Exercise objective. Could you print the data that follows exactly as given?

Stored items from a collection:
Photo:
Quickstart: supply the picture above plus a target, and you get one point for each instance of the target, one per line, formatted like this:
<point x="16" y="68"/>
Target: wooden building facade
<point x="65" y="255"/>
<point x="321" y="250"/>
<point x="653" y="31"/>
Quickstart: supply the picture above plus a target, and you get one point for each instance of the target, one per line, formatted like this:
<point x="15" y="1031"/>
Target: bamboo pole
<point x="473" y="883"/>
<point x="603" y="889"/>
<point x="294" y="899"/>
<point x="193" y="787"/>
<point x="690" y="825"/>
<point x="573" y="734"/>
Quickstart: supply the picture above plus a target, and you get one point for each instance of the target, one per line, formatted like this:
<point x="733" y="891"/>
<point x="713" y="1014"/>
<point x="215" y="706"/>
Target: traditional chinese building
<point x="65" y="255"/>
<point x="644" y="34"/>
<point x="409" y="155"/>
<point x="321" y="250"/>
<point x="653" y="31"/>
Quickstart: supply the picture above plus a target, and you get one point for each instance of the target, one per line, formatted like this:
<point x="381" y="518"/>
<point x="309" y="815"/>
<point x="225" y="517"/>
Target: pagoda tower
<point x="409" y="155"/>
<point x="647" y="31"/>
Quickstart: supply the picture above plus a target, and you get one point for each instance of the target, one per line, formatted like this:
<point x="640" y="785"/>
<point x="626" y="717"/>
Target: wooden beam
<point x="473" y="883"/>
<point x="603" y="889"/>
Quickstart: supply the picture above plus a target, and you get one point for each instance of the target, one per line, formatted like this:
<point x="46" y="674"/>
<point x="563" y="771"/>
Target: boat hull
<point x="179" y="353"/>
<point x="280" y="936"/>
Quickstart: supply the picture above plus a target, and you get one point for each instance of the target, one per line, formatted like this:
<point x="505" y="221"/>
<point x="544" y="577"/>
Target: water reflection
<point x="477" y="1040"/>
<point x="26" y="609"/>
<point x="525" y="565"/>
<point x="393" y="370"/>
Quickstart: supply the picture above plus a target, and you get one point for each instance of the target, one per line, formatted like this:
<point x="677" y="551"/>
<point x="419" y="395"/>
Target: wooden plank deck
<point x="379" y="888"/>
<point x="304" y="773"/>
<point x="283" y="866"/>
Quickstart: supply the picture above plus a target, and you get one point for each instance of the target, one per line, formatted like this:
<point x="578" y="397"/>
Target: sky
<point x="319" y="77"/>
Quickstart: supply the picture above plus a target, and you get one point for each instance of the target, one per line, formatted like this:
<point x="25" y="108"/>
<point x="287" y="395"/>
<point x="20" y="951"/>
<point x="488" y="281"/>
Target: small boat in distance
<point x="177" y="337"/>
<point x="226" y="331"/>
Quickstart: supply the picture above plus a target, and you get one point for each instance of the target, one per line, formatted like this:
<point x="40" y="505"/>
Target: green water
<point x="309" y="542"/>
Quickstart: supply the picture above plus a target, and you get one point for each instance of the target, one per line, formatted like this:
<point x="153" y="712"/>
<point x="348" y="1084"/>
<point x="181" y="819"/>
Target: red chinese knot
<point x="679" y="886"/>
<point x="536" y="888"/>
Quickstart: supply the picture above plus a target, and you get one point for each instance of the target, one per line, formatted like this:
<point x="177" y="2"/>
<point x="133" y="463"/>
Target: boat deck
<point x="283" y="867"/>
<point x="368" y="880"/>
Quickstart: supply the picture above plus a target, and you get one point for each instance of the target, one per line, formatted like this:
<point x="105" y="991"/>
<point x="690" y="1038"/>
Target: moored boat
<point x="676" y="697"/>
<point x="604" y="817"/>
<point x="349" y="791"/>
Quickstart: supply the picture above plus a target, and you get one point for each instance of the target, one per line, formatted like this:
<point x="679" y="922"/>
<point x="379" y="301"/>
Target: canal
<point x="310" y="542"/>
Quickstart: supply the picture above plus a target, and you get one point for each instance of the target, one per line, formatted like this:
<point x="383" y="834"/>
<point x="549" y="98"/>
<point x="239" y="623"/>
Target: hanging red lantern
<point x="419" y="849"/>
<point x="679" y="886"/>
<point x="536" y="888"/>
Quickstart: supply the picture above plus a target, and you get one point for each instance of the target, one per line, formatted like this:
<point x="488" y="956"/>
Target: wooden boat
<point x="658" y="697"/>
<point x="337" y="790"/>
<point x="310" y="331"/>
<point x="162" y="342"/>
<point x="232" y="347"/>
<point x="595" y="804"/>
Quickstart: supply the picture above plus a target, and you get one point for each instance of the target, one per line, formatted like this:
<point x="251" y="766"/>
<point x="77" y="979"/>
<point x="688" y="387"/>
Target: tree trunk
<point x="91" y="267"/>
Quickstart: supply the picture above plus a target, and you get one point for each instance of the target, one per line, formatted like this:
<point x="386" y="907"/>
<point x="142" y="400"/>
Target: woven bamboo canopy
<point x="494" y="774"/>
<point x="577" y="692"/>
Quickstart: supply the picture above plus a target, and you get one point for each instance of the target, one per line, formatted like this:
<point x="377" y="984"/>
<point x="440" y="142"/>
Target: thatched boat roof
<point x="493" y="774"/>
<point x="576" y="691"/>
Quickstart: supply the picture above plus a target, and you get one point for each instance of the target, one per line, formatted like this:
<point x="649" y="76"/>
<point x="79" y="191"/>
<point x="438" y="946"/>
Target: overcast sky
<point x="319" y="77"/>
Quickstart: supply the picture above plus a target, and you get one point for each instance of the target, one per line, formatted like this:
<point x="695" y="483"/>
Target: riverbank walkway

Task result.
Photo:
Quickstart: supply the picture above plus a target, and you get one point for each instance of the target, one per line, formatted like this:
<point x="16" y="68"/>
Target: wooden building facade
<point x="65" y="255"/>
<point x="321" y="250"/>
<point x="653" y="31"/>
Quickstart: supply the picture above plus a target, and you get one point for each instance of the target, one per line, formatted like this:
<point x="15" y="1031"/>
Target: bamboo pole
<point x="473" y="883"/>
<point x="603" y="889"/>
<point x="294" y="899"/>
<point x="193" y="787"/>
<point x="690" y="825"/>
<point x="573" y="734"/>
Quickstart: supply the picture above plus a target, and you get one point for each instance of the target, one per line, formatted like this:
<point x="733" y="891"/>
<point x="713" y="1014"/>
<point x="215" y="706"/>
Target: traditional chinese building
<point x="65" y="255"/>
<point x="644" y="34"/>
<point x="409" y="155"/>
<point x="321" y="250"/>
<point x="653" y="31"/>
Quickstart: supply the picture above plus a target, and you get one point for each instance of the target, one per line, formatted like this:
<point x="381" y="518"/>
<point x="309" y="815"/>
<point x="225" y="517"/>
Target: pagoda tower
<point x="409" y="155"/>
<point x="647" y="31"/>
Quickstart: supply the picture above plus a target, and you get one point for each instance of the target, one per line, formatted like this:
<point x="640" y="785"/>
<point x="626" y="717"/>
Target: wooden beam
<point x="473" y="883"/>
<point x="603" y="889"/>
Quickstart: supply the picture above plus a target, and you get one point for each instance of the target, one per line, formatted like this:
<point x="46" y="674"/>
<point x="563" y="771"/>
Target: boat hull
<point x="179" y="353"/>
<point x="280" y="936"/>
Quickstart: supply the picture above plus a target, and you get one point for each instance of the target, one per line, formatted like this:
<point x="505" y="221"/>
<point x="544" y="577"/>
Target: water reflection
<point x="477" y="1040"/>
<point x="26" y="609"/>
<point x="525" y="565"/>
<point x="393" y="370"/>
Quickstart: supply the picture above plus a target, and you get one point for each instance of the target, one per line, formatted like this:
<point x="677" y="551"/>
<point x="419" y="395"/>
Target: wooden plank deck
<point x="379" y="888"/>
<point x="304" y="773"/>
<point x="283" y="866"/>
Quickstart: supply the picture above plus a target, and you get one point for each instance of the target, one per line, formatted like this:
<point x="578" y="397"/>
Target: sky
<point x="319" y="77"/>
Quickstart: supply the picture above plus a target, and you get one point for each instance of the target, one per line, formatted like this:
<point x="25" y="108"/>
<point x="287" y="395"/>
<point x="20" y="951"/>
<point x="488" y="281"/>
Target: small boat in distance
<point x="177" y="337"/>
<point x="226" y="331"/>
Quickstart: supply the picture above plus a target, and you get one point for each instance of the target, one per line, formatted like this:
<point x="40" y="505"/>
Target: green water
<point x="309" y="542"/>
Quickstart: supply the picture above plus a target, and you get one point for each instance of the target, one per line, formatted like this:
<point x="153" y="712"/>
<point x="348" y="1084"/>
<point x="181" y="819"/>
Target: red chinese knot
<point x="679" y="886"/>
<point x="536" y="888"/>
Quickstart: supply the picture above plus a target, and you get one point for each instance of the target, one per line, formatted like this:
<point x="177" y="2"/>
<point x="133" y="463"/>
Target: boat deck
<point x="283" y="867"/>
<point x="368" y="880"/>
Quickstart: supply the picture above plus a target, and you get one point for each instance of the target, one per line, formatted like this:
<point x="105" y="991"/>
<point x="690" y="1038"/>
Target: moored boat
<point x="676" y="697"/>
<point x="604" y="817"/>
<point x="349" y="791"/>
Quickstart: supply the picture above plus a target, and you get one point for each instance of the target, one per line, formatted like this:
<point x="679" y="922"/>
<point x="379" y="301"/>
Target: canal
<point x="310" y="542"/>
Quickstart: supply the picture above plus a target, and you get one point for each instance of the target, one per line, formatted like this:
<point x="383" y="834"/>
<point x="549" y="98"/>
<point x="239" y="623"/>
Target: hanging red lantern
<point x="419" y="849"/>
<point x="679" y="886"/>
<point x="536" y="888"/>
Quickstart: supply the picture above plus a target, and you get one point for each instance of the target, one per line, formatted like this:
<point x="488" y="956"/>
Target: wooden boat
<point x="658" y="697"/>
<point x="337" y="790"/>
<point x="310" y="331"/>
<point x="162" y="342"/>
<point x="232" y="347"/>
<point x="595" y="804"/>
Quickstart: supply the picture above plus a target, and you get one point for each instance of the target, one per line, formatted like this:
<point x="251" y="766"/>
<point x="77" y="979"/>
<point x="688" y="387"/>
Target: tree trunk
<point x="91" y="267"/>
Quickstart: supply the picture above plus a target, and you get one point for each instance of the target, one per line, formatted like this:
<point x="386" y="907"/>
<point x="142" y="400"/>
Target: woven bamboo canopy
<point x="494" y="774"/>
<point x="577" y="692"/>
Quickstart: supply the picture above plus a target, and you get one point for each instance of the target, one per line, formatted like this:
<point x="377" y="984"/>
<point x="440" y="142"/>
Target: thatched boat roof
<point x="493" y="774"/>
<point x="576" y="691"/>
Quickstart: supply the picture above plus a target, and you get one point for each instance of the target, one per line, formatted like this:
<point x="649" y="76"/>
<point x="79" y="191"/>
<point x="438" y="946"/>
Target: overcast sky
<point x="319" y="77"/>
Quickstart: supply the picture above plus a target, and you get one point for each instance of the target, one per line, formatted like this:
<point x="695" y="483"/>
Target: riverbank walkway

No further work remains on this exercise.